▶ _Work to do_
Return every one of the following lines word for word, with nothing added, dropped, or changed.

▶ _Provided entries_
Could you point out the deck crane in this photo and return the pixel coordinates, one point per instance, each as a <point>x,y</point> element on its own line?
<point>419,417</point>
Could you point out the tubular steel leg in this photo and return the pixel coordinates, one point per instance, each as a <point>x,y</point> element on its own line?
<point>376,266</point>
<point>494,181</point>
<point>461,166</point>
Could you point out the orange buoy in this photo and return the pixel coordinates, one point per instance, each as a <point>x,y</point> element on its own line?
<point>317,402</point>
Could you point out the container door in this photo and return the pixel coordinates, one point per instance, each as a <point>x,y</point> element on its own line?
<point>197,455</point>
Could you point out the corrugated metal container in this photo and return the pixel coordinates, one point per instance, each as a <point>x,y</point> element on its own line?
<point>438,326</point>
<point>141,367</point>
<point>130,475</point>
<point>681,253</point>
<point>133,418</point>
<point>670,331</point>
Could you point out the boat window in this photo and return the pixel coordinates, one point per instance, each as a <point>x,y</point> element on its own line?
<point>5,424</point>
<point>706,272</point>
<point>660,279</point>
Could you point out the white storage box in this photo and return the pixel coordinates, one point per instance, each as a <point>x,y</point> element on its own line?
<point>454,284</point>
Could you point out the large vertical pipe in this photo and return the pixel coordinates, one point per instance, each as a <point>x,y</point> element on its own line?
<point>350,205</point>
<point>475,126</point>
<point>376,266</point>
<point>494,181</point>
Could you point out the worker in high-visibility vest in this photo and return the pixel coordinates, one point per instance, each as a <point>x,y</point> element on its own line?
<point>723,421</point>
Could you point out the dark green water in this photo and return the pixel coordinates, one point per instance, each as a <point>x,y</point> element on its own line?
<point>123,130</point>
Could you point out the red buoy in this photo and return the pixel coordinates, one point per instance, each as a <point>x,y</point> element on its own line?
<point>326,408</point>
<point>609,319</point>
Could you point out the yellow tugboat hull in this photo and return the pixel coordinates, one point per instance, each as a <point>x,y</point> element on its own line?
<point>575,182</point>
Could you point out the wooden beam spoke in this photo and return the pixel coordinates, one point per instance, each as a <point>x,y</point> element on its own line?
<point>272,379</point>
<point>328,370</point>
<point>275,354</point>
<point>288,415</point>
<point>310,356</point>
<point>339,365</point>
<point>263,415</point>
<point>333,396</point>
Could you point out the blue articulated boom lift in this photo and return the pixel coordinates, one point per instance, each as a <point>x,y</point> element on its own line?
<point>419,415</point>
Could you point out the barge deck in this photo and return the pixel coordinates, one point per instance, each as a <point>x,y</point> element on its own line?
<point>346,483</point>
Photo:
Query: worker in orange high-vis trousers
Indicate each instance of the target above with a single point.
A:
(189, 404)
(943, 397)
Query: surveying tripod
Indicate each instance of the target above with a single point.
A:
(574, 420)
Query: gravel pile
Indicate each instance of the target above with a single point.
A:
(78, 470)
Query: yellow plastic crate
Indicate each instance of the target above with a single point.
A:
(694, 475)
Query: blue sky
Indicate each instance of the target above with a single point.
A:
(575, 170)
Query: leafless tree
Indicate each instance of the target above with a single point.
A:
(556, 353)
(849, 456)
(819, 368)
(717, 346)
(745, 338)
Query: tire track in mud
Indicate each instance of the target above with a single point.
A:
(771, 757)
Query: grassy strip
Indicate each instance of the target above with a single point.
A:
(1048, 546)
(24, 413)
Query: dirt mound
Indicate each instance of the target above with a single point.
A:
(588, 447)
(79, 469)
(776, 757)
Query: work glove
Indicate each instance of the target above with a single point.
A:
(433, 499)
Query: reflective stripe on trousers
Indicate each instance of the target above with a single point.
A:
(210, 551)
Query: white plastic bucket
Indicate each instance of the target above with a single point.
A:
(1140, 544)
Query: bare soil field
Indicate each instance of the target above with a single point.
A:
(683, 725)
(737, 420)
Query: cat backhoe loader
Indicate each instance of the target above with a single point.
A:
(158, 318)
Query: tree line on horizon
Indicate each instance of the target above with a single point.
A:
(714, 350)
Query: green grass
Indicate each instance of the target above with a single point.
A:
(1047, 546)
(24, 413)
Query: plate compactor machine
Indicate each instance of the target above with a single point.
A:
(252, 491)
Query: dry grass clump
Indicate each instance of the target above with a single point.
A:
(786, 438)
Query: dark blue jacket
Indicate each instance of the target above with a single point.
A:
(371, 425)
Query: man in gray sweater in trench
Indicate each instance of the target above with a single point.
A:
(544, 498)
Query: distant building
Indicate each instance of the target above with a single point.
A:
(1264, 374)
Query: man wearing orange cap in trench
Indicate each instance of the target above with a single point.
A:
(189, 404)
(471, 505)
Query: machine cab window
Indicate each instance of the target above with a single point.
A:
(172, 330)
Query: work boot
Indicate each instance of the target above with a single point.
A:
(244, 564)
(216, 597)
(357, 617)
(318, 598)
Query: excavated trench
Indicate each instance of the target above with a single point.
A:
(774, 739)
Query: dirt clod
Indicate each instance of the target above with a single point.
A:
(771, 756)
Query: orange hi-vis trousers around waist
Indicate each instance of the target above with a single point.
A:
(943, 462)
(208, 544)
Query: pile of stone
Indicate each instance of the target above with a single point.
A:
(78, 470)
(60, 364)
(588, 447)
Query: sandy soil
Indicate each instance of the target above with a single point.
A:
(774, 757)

▶ _Result for this task_
Could you point out the deck crane in this photo and return the pixel coordinates, one point per instance, each as a <point>x,y</point> element on its own line?
<point>419,417</point>
Could you point out the tubular steel leg in this photo and return the pixel coordinates, one point per instance, each as a <point>x,y</point> element on its own line?
<point>376,266</point>
<point>494,181</point>
<point>461,166</point>
Could you point out the orange buoy in this photo and return the pixel coordinates, one point per instance, each as a <point>x,y</point> element on its own line?
<point>317,402</point>
Could you point out the container door in this photo and return the pixel coordinates, one point per instance, each as a <point>x,y</point> element on its own line?
<point>197,455</point>
Could you point out the corrugated metal container in this photo and return the pixel coordinates, one point per instance, each as a <point>x,y</point> element on its own line?
<point>438,326</point>
<point>141,367</point>
<point>130,475</point>
<point>681,253</point>
<point>133,418</point>
<point>670,331</point>
Could you point out the boat window in this photo and return the pixel coordinates, one point per instance, each as a <point>x,y</point> element on its own line?
<point>5,424</point>
<point>706,272</point>
<point>660,279</point>
Could you point out the white storage box in this photo and return the pixel coordinates, one point per instance, each as a <point>x,y</point> element on its own line?
<point>454,284</point>
Could you point out the large vertical pipe in this photo and return the pixel coordinates, one point per instance, each as a <point>x,y</point> element on its own line?
<point>350,205</point>
<point>475,126</point>
<point>376,266</point>
<point>494,181</point>
Could you point out the worker in high-visibility vest in this photo and return the pixel coordinates, one point per instance, each as a <point>x,y</point> element on its own line?
<point>723,421</point>
Could you point out the dark green water in this photo and return the pixel coordinates, one point per instance, each as a <point>x,y</point> element on its own line?
<point>123,130</point>
Could you point out the red buoy in this photo and return the pixel coordinates, one point per instance, each as a <point>x,y</point> element on its own line?
<point>326,408</point>
<point>609,319</point>
Could you point out the yellow tugboat hull in this photo and return the pixel coordinates, one point per instance, each as a <point>x,y</point> element on its own line?
<point>575,182</point>
Could you point out the wooden beam spoke in this photo and return the pixel coordinates, one point per instance, each as a <point>x,y</point> element on its own line?
<point>272,379</point>
<point>328,370</point>
<point>275,354</point>
<point>288,415</point>
<point>310,356</point>
<point>339,365</point>
<point>263,415</point>
<point>333,396</point>
Could you point out the blue articulated boom lift in this photo and return the pixel coordinates, one point per instance, each as a <point>x,y</point> element on its own line?
<point>419,415</point>
Could you point out the barge deck in this photo and return the pixel coordinates, one point per instance, each as a <point>x,y</point> element on its own line?
<point>346,483</point>
Photo:
Query: worker in orange high-vis trousers
Indicate each instance of the target above with a single point.
A:
(189, 404)
(943, 397)
Query: surveying tripod
Indicate each instance of the target above with a single point.
A:
(574, 420)
Query: gravel pile
Indicate each instance of the target above with a single point.
A:
(78, 470)
Query: yellow plastic crate
Indicate each instance of the target above with a single point.
A:
(694, 475)
Query: blue sky
Indicate each instance of the target above with a single point.
A:
(575, 170)
Query: leafless tree
Indicate each instance of the target above with a single point.
A:
(556, 353)
(849, 456)
(819, 368)
(717, 346)
(745, 338)
Query: tire track in mud
Indicate each instance of the target above with a single point.
A:
(771, 757)
Query: grassy strip
Indicate each instance of the target above with a single point.
A:
(1048, 546)
(24, 413)
Query: dirt mound
Indicate each instance of the target above with a single point.
A:
(588, 447)
(79, 469)
(776, 757)
Query: work glove
Indicate each instance of the target above with a single point.
A:
(433, 499)
Query: reflective stripe on trousers
Indicate each instance of the target above with a single point.
A:
(210, 551)
Query: white plastic bucket
Indicate each instance of the target above with a single point.
A:
(1140, 544)
Query: bare soil field
Indicate each instance of the target above with a single point.
A:
(683, 725)
(737, 420)
Query: cat backhoe loader
Indicate each instance of the target above with a single point.
A:
(158, 318)
Query: tree line on horizon
Indicate each instance of the target above with a single point.
A:
(714, 350)
Query: green grass
Indicate each instance of the target above with a single point.
A:
(1047, 546)
(24, 413)
Query: plate compactor machine
Indicate each instance of the target above with a single point.
A:
(252, 491)
Query: dry grass clump
Indicate each instance of the target above with a single point.
A:
(786, 438)
Query: dark blue jacket
Indicate each instance of the target above with a single point.
A:
(371, 425)
Query: man in gray sweater in trench
Indicate each instance of the target above with a single point.
A:
(544, 498)
Query: distant building
Indicate each instance of the target above with a single point.
A:
(1264, 374)
Query: man wearing orange cap in trench
Indicate each instance of the target above with a single point.
A:
(189, 404)
(471, 505)
Query: machine cab window
Indicate each instance of the target above with a single point.
A:
(172, 330)
Query: work boot
Indicate each instance of the target above with a single point.
A:
(244, 564)
(216, 597)
(357, 617)
(318, 598)
Query: excavated trench
Indicate each instance of the target above with a single point.
A:
(774, 739)
Query: dirt clod
Indicate each instance of the target above with a single point.
A:
(771, 756)
Query: orange hi-vis trousers around waist
Indicate each instance of the target above with a single point.
A:
(943, 462)
(208, 544)
Query: pile of stone
Indicate each instance of the target above with a single point.
A:
(78, 470)
(60, 364)
(588, 447)
Query: sandy soil
Indicate each instance of the target above with a single point.
A:
(774, 757)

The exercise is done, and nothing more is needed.